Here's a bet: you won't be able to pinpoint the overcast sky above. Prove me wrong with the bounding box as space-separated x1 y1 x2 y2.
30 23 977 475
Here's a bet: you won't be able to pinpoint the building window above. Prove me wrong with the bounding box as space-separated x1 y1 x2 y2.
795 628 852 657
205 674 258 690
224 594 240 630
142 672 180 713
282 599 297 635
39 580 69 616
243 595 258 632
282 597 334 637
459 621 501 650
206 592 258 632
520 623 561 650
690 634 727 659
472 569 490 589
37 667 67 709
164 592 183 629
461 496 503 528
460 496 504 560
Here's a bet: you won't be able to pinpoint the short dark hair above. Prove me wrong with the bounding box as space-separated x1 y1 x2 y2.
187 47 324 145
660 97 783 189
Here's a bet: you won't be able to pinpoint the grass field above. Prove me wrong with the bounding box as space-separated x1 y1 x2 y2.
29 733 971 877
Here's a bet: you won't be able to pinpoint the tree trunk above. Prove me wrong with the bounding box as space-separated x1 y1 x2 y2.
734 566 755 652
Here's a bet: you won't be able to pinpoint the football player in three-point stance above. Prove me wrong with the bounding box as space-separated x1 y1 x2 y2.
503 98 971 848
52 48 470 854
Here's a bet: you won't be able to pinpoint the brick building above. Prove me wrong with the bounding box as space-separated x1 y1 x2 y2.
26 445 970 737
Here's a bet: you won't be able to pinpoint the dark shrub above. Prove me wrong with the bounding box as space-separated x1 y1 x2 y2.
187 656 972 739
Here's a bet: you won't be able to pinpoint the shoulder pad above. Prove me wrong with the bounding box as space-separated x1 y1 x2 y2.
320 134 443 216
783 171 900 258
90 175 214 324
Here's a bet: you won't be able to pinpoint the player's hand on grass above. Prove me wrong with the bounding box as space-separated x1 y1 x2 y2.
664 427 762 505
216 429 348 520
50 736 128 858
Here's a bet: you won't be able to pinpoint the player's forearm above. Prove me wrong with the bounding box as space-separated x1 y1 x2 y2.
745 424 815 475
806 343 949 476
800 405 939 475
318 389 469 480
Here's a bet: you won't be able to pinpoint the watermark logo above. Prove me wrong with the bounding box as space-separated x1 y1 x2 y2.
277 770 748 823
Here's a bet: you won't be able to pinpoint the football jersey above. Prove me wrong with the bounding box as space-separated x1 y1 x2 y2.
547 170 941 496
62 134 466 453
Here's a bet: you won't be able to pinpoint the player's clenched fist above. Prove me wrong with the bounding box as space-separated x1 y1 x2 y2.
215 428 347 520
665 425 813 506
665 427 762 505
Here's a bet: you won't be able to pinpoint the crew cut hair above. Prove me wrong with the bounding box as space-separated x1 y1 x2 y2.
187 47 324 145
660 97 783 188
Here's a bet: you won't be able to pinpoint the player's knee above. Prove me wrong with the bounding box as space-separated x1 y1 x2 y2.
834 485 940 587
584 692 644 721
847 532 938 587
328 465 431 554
-*-*-
■ **Your task**: Transcribe all the entries exactly, as they stand.

■ **Answer space**:
Here's a bet: you won't be able to pinpoint the overcast sky above. Prove me wrong with the bounding box as space-separated x1 y1 x2 y2.
30 23 977 475
Here's a bet: you won't be able to pinpoint the building window above. Prove me wrong with the bounding box as space-separated x1 y1 x2 y2.
795 628 852 657
205 674 258 690
224 594 240 630
142 672 180 713
282 599 297 635
39 580 69 616
243 595 258 632
282 597 334 637
459 621 501 650
206 592 258 632
520 623 561 650
690 634 727 659
472 569 490 589
37 667 67 709
164 592 183 629
461 496 503 528
460 496 504 560
Here's a bet: you won't be able to pinpoint the short dark hair above. Prove me wrong with the bounding box as space-separated x1 y1 x2 y2.
187 47 324 145
660 97 783 189
Here's a bet: you won't be able to pinpoint the grass field above. Prove me wrong with the bounding box as space-separated x1 y1 x2 y2.
29 733 971 877
Here's a bet: you won't be able to pinpoint the tree trunk above. Prove me wrong with the bounding box as space-separated x1 y1 x2 y2.
734 566 755 652
Here's a bet: you won't be able to pinpoint the football player in three-point stance above. Prove me wrong with the bounding box as space-separated x1 y1 x2 y2.
503 98 971 848
52 48 470 854
Here's a bet: you won't be able to pinpoint the brick building above. Prove me wrong with the bounding box as space-separated x1 y1 x2 y2.
26 445 970 737
Here's a bet: you won't be able to pinpoint the dark shrub above. Prove me wrong with the bounding box as space-separated x1 y1 x2 y2.
187 656 972 739
Here's a bet: you won't be able to pinpoint the shoulder pad above. Prove me wrong with the bounding box as space-separated x1 y1 x2 y2.
320 134 443 216
783 171 900 258
90 175 214 324
Here's a bet: you won't be able to pinpoint the player's hand on grass above. Prove me wrong with the bounding box as space-separated x1 y1 x2 y2.
664 427 762 505
216 429 348 520
50 736 128 858
Here's a bet: you won't be able to pinpoint the player's forearm above. Prove me wrong with the bounding box as space-separated x1 y1 x2 y2.
745 424 815 475
806 343 949 476
800 405 939 475
318 389 469 480
Here's a bet: you won't be able to pinpoint the watermark logo above. Prove me wrong with the bounding box as space-separated x1 y1 x2 y2.
277 770 748 823
Here's a bet: you won't be able to pinpoint the football jersey above. Prove me wrong with the bounding box as space-separated x1 y1 x2 y2.
547 170 941 496
62 134 466 453
Here's a bet: you won't be able to pinpoint the player's clenched fist above. Prove me wrong with the bounding box as space-separated x1 y1 x2 y2.
215 428 347 520
665 425 813 506
665 427 762 505
Here's a bet: you won't be able to pinpoint the crew cut hair above. Prove me wrong with the bounding box as space-separated x1 y1 x2 y2.
187 47 324 145
660 97 783 188
Here's a bet: you won't be able to pinpoint the player's knee above. Prove me wrong with the bounding box as space-separated x1 y1 x2 y2.
834 485 940 587
584 692 644 721
847 532 938 587
328 465 431 554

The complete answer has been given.